[ОТРЫВОК ИСТОЧНИКА]

------------------------------------------------------------

Так вот, в последних числах января 1942 года родилась у бабушки дочка Женечка. Бабушкина бездетная сестра попросила оставить девочку ей: у тебя вон целых трое, а у меня будет одна-единственная, худо‑бедно, но в деревне‑то найду и молочка, и хлебушка, а ты как с четырьмя голодными ртами в Москве выживешь? А тут и известие о пропаже кормильца: ведь думала, вернется — будет легче. Так и уехала Ольга Прохоровна в Москву без дочери. Одиннадцать лет Женя жила в деревне, видела часто навещавшую маму с гостинцами, но душой тянулась к другой «маме» — своей тете. Как говорится, не та мать, что родила…
Лида, старшая дочь Ольги и Гаврилы, моя мама, пошла в первый класс в новую, построенную в 1934 году, школу. Здание и поныне стоит по адресу: улица Фридриха Энгельса, 21А, и, по иронии судьбы, в нем находится факультет русской филологии университета, где я работаю уже больше 30 лет. Лидия Гавриловна вспоминает школу с восторгом: паркетные полы блестели как зеркала, огромные окна впускали много солнечного света, на каждом этаже — обилие зелени, за которой ухаживали дежурные классы. Учителя строгие, но вежливые… Училась Лида легко, получала всегда отличные оценки. Что хорошо запомнилось — колоссальное отличие условий жизни в семье и обстановка в школе. «Я же говорю — дворец! — у мамы перехватывает дыхание. — А вот дома у одноклассников — тесно, темно, чаще грязно, чем чисто, в общем, мрак!»

------------------------------------------------------------

[ЗАДАНИЕ] Допишите продолжение семейных воспоминаний о Лиде и её школе, начав сразу после их последней фразы.

------------------------------------------------------------

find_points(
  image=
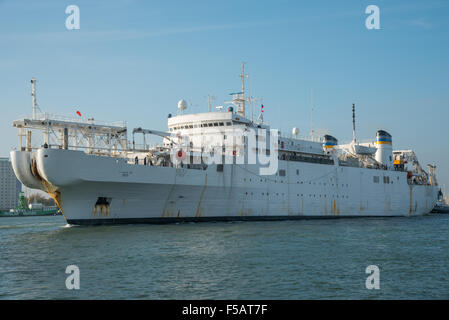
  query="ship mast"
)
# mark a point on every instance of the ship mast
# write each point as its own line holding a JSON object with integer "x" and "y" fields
{"x": 33, "y": 94}
{"x": 353, "y": 124}
{"x": 242, "y": 93}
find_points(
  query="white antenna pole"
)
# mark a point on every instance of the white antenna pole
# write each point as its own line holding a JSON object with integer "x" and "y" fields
{"x": 353, "y": 123}
{"x": 312, "y": 105}
{"x": 33, "y": 94}
{"x": 242, "y": 108}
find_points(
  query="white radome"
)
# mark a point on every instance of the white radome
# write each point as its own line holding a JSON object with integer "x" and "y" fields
{"x": 182, "y": 105}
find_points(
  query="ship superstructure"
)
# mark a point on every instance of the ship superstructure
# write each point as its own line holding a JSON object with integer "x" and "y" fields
{"x": 215, "y": 166}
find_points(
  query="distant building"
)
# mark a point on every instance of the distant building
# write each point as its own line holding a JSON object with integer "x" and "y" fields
{"x": 10, "y": 187}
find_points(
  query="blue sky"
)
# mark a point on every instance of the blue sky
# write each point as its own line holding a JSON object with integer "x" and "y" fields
{"x": 133, "y": 60}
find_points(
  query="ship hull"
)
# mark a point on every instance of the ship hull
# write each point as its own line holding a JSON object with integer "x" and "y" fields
{"x": 93, "y": 189}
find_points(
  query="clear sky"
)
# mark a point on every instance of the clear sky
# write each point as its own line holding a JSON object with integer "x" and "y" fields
{"x": 133, "y": 60}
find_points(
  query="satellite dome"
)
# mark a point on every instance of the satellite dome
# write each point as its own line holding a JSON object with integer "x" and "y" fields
{"x": 182, "y": 104}
{"x": 295, "y": 131}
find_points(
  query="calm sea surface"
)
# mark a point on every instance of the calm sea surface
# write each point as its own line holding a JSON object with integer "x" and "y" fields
{"x": 308, "y": 259}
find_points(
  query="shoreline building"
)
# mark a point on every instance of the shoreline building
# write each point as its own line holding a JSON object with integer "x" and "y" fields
{"x": 10, "y": 187}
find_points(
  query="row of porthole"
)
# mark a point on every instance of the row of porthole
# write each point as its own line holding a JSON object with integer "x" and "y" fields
{"x": 310, "y": 195}
{"x": 300, "y": 182}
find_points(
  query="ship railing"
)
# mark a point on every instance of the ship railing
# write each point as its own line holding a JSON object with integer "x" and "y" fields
{"x": 66, "y": 118}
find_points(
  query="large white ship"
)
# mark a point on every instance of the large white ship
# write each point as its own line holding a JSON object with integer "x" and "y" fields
{"x": 218, "y": 165}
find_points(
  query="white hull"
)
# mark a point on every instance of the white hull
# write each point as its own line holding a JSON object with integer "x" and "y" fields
{"x": 165, "y": 194}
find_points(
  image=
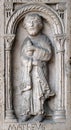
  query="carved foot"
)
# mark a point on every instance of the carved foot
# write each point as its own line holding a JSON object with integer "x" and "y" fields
{"x": 39, "y": 118}
{"x": 24, "y": 118}
{"x": 51, "y": 94}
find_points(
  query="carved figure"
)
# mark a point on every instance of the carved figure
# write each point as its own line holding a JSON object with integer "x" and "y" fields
{"x": 35, "y": 53}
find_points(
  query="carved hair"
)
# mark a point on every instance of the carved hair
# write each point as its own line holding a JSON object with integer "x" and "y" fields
{"x": 33, "y": 16}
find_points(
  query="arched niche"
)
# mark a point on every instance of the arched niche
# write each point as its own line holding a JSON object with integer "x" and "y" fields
{"x": 57, "y": 28}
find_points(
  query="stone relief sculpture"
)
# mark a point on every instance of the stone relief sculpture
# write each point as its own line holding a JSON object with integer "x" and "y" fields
{"x": 35, "y": 53}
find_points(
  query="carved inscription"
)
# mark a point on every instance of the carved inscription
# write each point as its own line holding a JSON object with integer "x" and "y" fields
{"x": 27, "y": 127}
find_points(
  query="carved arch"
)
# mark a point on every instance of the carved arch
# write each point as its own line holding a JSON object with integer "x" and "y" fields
{"x": 50, "y": 15}
{"x": 58, "y": 29}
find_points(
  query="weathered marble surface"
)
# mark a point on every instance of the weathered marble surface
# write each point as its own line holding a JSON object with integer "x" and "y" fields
{"x": 61, "y": 103}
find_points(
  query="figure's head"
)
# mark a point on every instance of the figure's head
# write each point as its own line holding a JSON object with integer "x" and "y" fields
{"x": 33, "y": 24}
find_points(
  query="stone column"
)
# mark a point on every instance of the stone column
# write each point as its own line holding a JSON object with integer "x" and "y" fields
{"x": 59, "y": 114}
{"x": 8, "y": 46}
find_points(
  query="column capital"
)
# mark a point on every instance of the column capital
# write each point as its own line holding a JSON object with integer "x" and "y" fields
{"x": 9, "y": 38}
{"x": 60, "y": 38}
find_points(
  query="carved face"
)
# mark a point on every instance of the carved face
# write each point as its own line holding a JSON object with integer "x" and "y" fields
{"x": 33, "y": 24}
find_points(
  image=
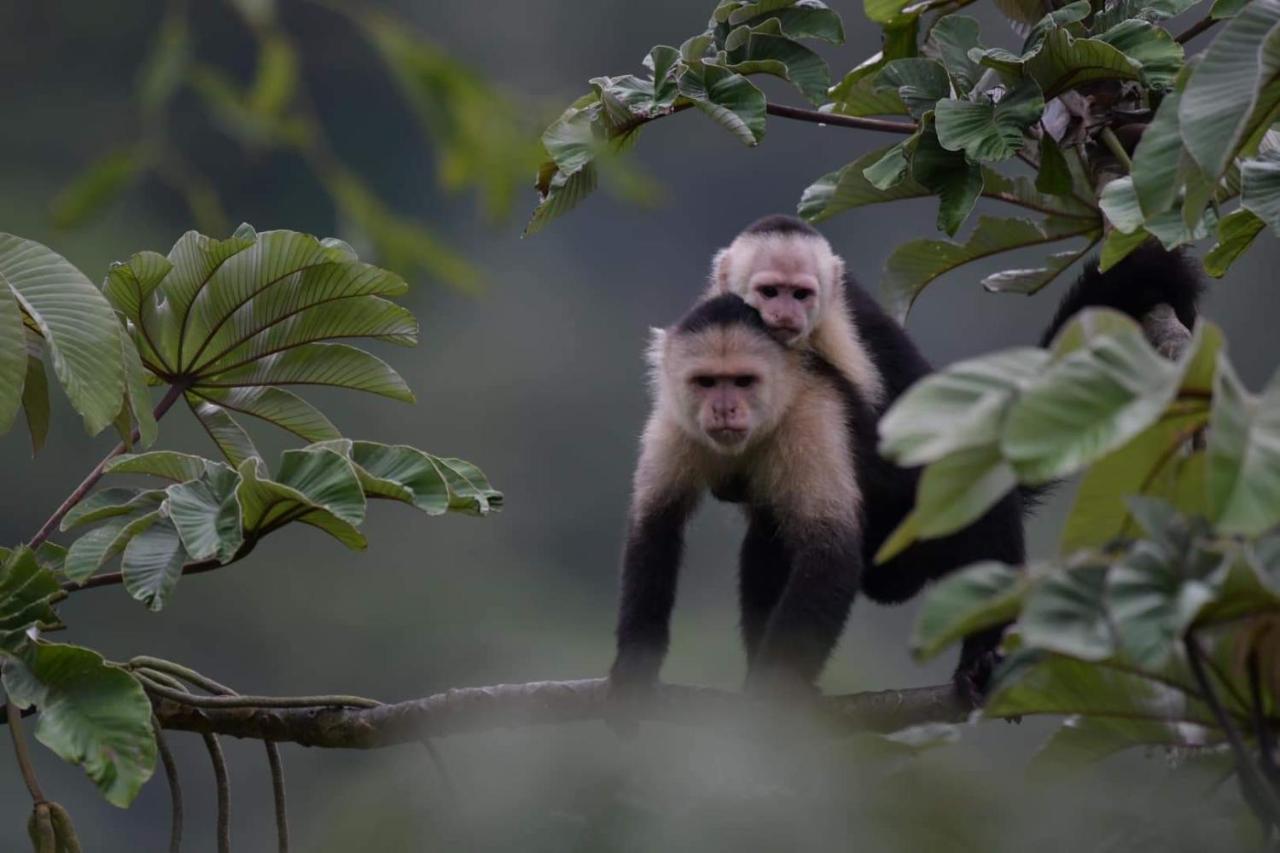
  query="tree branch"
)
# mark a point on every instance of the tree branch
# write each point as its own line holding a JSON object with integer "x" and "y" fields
{"x": 542, "y": 703}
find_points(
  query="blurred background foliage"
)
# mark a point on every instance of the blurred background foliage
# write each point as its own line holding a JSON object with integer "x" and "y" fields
{"x": 129, "y": 123}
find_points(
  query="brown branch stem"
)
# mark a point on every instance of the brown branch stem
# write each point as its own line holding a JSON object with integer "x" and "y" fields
{"x": 542, "y": 703}
{"x": 48, "y": 528}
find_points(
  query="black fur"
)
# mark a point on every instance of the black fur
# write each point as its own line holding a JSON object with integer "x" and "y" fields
{"x": 1143, "y": 279}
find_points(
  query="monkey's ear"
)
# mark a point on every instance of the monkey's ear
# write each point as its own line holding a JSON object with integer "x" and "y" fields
{"x": 657, "y": 346}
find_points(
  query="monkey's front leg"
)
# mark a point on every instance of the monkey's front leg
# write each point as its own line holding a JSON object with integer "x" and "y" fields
{"x": 826, "y": 565}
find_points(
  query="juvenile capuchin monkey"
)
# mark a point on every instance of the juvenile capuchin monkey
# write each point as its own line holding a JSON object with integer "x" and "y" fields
{"x": 786, "y": 269}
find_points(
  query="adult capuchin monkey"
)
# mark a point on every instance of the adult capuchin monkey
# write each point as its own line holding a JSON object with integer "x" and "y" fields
{"x": 786, "y": 269}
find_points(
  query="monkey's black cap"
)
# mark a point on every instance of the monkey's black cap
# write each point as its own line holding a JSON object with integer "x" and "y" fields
{"x": 725, "y": 310}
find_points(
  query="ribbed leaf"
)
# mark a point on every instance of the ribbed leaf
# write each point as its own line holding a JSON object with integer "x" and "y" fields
{"x": 318, "y": 487}
{"x": 26, "y": 597}
{"x": 206, "y": 514}
{"x": 76, "y": 322}
{"x": 318, "y": 364}
{"x": 152, "y": 564}
{"x": 91, "y": 714}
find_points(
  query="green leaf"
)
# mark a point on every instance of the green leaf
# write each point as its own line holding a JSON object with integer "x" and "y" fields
{"x": 959, "y": 407}
{"x": 915, "y": 264}
{"x": 152, "y": 564}
{"x": 977, "y": 597}
{"x": 920, "y": 83}
{"x": 1224, "y": 86}
{"x": 728, "y": 99}
{"x": 952, "y": 37}
{"x": 76, "y": 322}
{"x": 1152, "y": 48}
{"x": 990, "y": 132}
{"x": 314, "y": 486}
{"x": 35, "y": 402}
{"x": 1087, "y": 404}
{"x": 1235, "y": 233}
{"x": 1261, "y": 182}
{"x": 1065, "y": 612}
{"x": 1244, "y": 455}
{"x": 13, "y": 356}
{"x": 950, "y": 176}
{"x": 27, "y": 592}
{"x": 96, "y": 187}
{"x": 91, "y": 714}
{"x": 1100, "y": 512}
{"x": 206, "y": 514}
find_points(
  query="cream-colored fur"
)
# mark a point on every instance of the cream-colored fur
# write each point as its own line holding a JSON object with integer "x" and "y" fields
{"x": 835, "y": 332}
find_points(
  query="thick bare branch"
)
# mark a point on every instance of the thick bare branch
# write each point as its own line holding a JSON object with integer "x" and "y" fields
{"x": 543, "y": 703}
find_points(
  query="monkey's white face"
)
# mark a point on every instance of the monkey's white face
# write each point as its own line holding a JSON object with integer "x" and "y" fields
{"x": 725, "y": 384}
{"x": 784, "y": 278}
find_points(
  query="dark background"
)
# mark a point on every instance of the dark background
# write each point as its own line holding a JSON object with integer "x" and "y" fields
{"x": 539, "y": 381}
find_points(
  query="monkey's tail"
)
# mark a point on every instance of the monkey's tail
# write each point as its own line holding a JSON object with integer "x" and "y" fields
{"x": 1147, "y": 277}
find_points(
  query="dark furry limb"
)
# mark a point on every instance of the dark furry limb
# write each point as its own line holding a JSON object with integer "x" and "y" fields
{"x": 503, "y": 706}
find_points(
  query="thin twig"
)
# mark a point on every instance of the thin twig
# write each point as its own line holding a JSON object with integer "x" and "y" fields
{"x": 170, "y": 771}
{"x": 22, "y": 755}
{"x": 1196, "y": 28}
{"x": 282, "y": 815}
{"x": 48, "y": 528}
{"x": 1258, "y": 792}
{"x": 817, "y": 117}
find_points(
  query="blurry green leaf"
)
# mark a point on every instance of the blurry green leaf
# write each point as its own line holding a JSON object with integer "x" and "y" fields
{"x": 314, "y": 486}
{"x": 1224, "y": 86}
{"x": 974, "y": 598}
{"x": 915, "y": 264}
{"x": 27, "y": 592}
{"x": 920, "y": 83}
{"x": 77, "y": 324}
{"x": 35, "y": 402}
{"x": 152, "y": 564}
{"x": 773, "y": 54}
{"x": 96, "y": 187}
{"x": 959, "y": 407}
{"x": 728, "y": 99}
{"x": 1152, "y": 48}
{"x": 1054, "y": 176}
{"x": 1244, "y": 455}
{"x": 950, "y": 176}
{"x": 858, "y": 92}
{"x": 1261, "y": 178}
{"x": 1065, "y": 612}
{"x": 990, "y": 132}
{"x": 1100, "y": 511}
{"x": 1235, "y": 233}
{"x": 1087, "y": 404}
{"x": 954, "y": 492}
{"x": 91, "y": 714}
{"x": 952, "y": 37}
{"x": 206, "y": 515}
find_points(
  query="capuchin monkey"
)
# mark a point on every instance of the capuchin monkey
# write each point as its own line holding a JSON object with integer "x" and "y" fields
{"x": 787, "y": 272}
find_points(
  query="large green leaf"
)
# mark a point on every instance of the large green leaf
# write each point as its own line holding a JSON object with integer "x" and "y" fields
{"x": 74, "y": 320}
{"x": 27, "y": 592}
{"x": 1225, "y": 85}
{"x": 1087, "y": 404}
{"x": 91, "y": 714}
{"x": 968, "y": 601}
{"x": 1244, "y": 455}
{"x": 1065, "y": 612}
{"x": 990, "y": 132}
{"x": 959, "y": 407}
{"x": 915, "y": 264}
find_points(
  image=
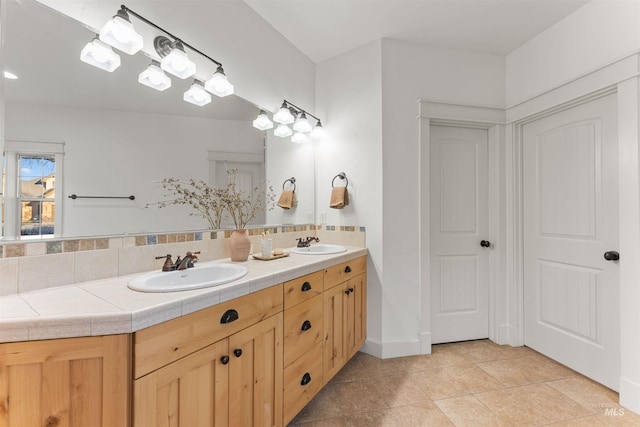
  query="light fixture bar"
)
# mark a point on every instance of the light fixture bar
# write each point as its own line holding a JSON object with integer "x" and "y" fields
{"x": 145, "y": 20}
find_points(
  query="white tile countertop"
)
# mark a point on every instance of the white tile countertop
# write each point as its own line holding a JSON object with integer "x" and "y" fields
{"x": 108, "y": 306}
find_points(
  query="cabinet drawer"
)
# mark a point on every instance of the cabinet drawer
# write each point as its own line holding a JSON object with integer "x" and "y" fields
{"x": 162, "y": 344}
{"x": 302, "y": 328}
{"x": 341, "y": 272}
{"x": 303, "y": 288}
{"x": 302, "y": 381}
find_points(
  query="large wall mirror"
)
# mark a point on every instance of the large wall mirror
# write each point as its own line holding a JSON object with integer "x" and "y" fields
{"x": 70, "y": 128}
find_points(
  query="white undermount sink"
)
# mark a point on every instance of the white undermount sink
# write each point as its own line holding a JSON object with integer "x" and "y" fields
{"x": 200, "y": 276}
{"x": 321, "y": 249}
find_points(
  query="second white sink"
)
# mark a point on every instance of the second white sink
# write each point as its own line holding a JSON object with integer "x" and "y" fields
{"x": 200, "y": 276}
{"x": 321, "y": 249}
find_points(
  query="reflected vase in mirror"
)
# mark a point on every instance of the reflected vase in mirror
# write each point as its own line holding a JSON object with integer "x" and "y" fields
{"x": 239, "y": 245}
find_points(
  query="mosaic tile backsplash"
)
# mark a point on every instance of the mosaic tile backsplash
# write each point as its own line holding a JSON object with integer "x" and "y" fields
{"x": 32, "y": 266}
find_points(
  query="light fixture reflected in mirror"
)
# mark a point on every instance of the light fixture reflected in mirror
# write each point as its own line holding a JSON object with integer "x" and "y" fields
{"x": 218, "y": 84}
{"x": 154, "y": 77}
{"x": 197, "y": 95}
{"x": 283, "y": 131}
{"x": 100, "y": 55}
{"x": 262, "y": 122}
{"x": 119, "y": 33}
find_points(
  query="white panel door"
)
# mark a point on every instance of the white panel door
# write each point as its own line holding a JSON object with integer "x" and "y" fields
{"x": 571, "y": 294}
{"x": 459, "y": 222}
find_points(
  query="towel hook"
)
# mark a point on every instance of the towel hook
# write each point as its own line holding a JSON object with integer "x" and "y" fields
{"x": 292, "y": 180}
{"x": 341, "y": 175}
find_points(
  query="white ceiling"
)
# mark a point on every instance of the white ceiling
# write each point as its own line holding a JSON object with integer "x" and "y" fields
{"x": 322, "y": 29}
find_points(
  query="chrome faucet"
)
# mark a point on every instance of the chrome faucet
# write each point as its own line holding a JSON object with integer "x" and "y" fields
{"x": 305, "y": 243}
{"x": 187, "y": 261}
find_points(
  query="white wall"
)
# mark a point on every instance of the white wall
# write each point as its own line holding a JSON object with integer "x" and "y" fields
{"x": 349, "y": 101}
{"x": 595, "y": 35}
{"x": 114, "y": 153}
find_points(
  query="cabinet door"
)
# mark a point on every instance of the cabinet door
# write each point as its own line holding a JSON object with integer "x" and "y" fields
{"x": 335, "y": 315}
{"x": 70, "y": 382}
{"x": 355, "y": 314}
{"x": 255, "y": 375}
{"x": 189, "y": 392}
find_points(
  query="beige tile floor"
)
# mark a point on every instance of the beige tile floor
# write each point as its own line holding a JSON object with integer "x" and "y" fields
{"x": 474, "y": 383}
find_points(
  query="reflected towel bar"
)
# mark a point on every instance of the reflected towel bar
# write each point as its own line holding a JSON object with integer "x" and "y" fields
{"x": 342, "y": 176}
{"x": 75, "y": 196}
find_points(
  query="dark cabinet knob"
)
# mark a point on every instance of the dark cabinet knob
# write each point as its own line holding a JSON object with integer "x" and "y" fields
{"x": 612, "y": 256}
{"x": 229, "y": 316}
{"x": 306, "y": 379}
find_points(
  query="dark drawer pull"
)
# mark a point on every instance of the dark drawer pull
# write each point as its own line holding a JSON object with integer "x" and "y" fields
{"x": 306, "y": 379}
{"x": 229, "y": 316}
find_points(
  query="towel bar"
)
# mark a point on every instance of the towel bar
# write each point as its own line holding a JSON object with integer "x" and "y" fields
{"x": 341, "y": 175}
{"x": 292, "y": 180}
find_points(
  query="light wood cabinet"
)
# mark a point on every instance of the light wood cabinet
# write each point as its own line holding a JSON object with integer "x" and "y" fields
{"x": 234, "y": 381}
{"x": 344, "y": 314}
{"x": 66, "y": 382}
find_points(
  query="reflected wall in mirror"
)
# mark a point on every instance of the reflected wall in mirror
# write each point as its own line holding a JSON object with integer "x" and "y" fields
{"x": 121, "y": 138}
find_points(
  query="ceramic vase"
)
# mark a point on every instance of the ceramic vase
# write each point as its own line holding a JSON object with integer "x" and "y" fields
{"x": 239, "y": 245}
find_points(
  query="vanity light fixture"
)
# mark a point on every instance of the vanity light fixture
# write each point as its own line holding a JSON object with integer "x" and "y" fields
{"x": 298, "y": 138}
{"x": 284, "y": 116}
{"x": 197, "y": 95}
{"x": 283, "y": 131}
{"x": 318, "y": 131}
{"x": 174, "y": 59}
{"x": 100, "y": 55}
{"x": 290, "y": 113}
{"x": 302, "y": 124}
{"x": 262, "y": 122}
{"x": 119, "y": 33}
{"x": 154, "y": 77}
{"x": 218, "y": 84}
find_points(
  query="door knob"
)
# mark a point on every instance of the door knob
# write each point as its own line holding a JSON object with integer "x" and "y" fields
{"x": 612, "y": 256}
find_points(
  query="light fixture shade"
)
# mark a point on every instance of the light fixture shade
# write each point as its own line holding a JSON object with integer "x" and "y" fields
{"x": 302, "y": 124}
{"x": 262, "y": 122}
{"x": 298, "y": 138}
{"x": 318, "y": 131}
{"x": 218, "y": 84}
{"x": 100, "y": 55}
{"x": 283, "y": 115}
{"x": 197, "y": 95}
{"x": 155, "y": 78}
{"x": 178, "y": 63}
{"x": 283, "y": 131}
{"x": 119, "y": 33}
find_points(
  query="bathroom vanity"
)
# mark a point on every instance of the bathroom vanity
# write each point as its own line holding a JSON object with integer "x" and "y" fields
{"x": 255, "y": 359}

------------------------------------------------------------

[ОТВЕТ]
Бабушка Ольга знала грамоту: в своей деревне Карачево окончила церковноприходскую школу, открытую еще в начале XX века помещиками Вешняковыми при местном храме. Была искренне верующей, истово читала церковные книги, регулярно посещала Богоявленский (Елоховский) собор, который в советское время не закрывался. Мама же старалась подольше оставаться в школе или почаще бывать в библиотеке‑читальне имени А. С. Пушкина — по мнению мамы, еще одном «дворце», находившемся за собором на улице Спартаковской, 9. Она бегала туда практически каждый день — и читать, и помогать библиотечным работникам. Старалась приобщить и братьев к библиотеке, но мальчишкам ближе казалась атмосфера улицы.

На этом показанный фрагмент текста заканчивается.